Sabaton est de retour avec Legends : « C'est un privilège d'en être là aujourd'hui »

Thobbe Englund

Malice

L'autre belge de la rédac'. Passé par Spirit of Metal et Shoot Me Again.

Sabaton est un sujet clivant au sein de la communauté metal. De groupe de power metal un peu pataud mais accrocheur dont on se moquait gentiment, les Suédois ont brûlé les étapes et il aura suffi aux haters de cligner des yeux pour que Joakim Broden et sa bande s'offrent un set de tête d'affiche de dernière minute au Hellfest 2019 pour remplacer Manowar. Voilà des années qu'on le sait : Sabaton est un futur headliner de festival, que ça plaise ou non. Leur heavy/power empathique et kitsch, dont le moindre défaut n'est certainement pas d'avoir donné naissance à toute une vague de power 2.0 prête à succéder aux légendes du heavy, revient en 2025 avec un nouvel album intitulé Legends, sorti ce vendredi.

Et vous savez quoi ? Moi, j'aime bien Sabaton. Du moins, j'ai beaucoup aimé, et ce de l'excellent The Art Of War (2008) au pic de leur créativité, Carolus Rex (2012), deux albums que je ne peux que vous conseiller d'écouter sans préjugés. Par la suite, Sabaton a vogué du très correct au catastrophique, le catastrophique étant The War to End All Wars et les innombrables singles et collaborations commerciales dans lesquelles ils se sont perdus depuis. Je pensais le groupe perdu pour la cause, mais Legends relève nettement la barre, et on le doit peut-être au retour de Thobbe Englund, qui avait quitté le groupe en 2016. L'occasion idéale pour s'entretenir avec le bonhomme !

[Exercice] Reprenez l'article sur l'album Legends de Sabaton juste après sa dernière phrase.

[Données fournies]
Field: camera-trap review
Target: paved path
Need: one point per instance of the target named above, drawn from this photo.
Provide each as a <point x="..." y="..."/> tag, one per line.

[Résultat de l'exercice]
Thobbe, Legends est le premier album sur lequel tu as travaillé depuis ton retour dans le groupe, en 2024. Est-ce que quelque chose a changé dans le processus depuis ton départ en 2016 ?

Non, rien qui me vienne à l'esprit. Pendant mes années hors de Sabaton, Joakim et moi avons de toute façon continué à écrire des morceaux ensemble, je n'étais donc pas totalement à l'écart. Rien n'a vraiment changé... Peut-être qu'à titre personnel, j'avais tellement envie de composer que ça a pu se sentir dans mon approche et dans mon attitude. À part ça, tout est à peu près comme en 2016 !

En ton absence, Sabaton a sorti des albums qui ont eu un énorme succès, ont réalisé des tournées énormes... est-ce que de leur côté, tu as l'impression qu'ils ont changé ?

Absolument pas, et je ne pense pas avoir changé non plus. Cela dit, quand je suis parti à l'époque, aucun d'entre nous n'avait de famille, et désormais nous en avons tous fondé une. Dès lors, tu deviens plus mature, évidemment. Mais dès que nous nous retrouvons dans le tour bus, tout est comme avant, ce qui est une bonne chose. On ne veut pas être une bande de vieux grincheux (rires).

Tu as quitté le groupe à l'époque pour raisons personnelles, pour te concentrer sur ta vie privée, te concentrer sur ta famille (il acquiesce). Tu sentais donc que huit ans plus tard, le timing était idéal pour revenir ?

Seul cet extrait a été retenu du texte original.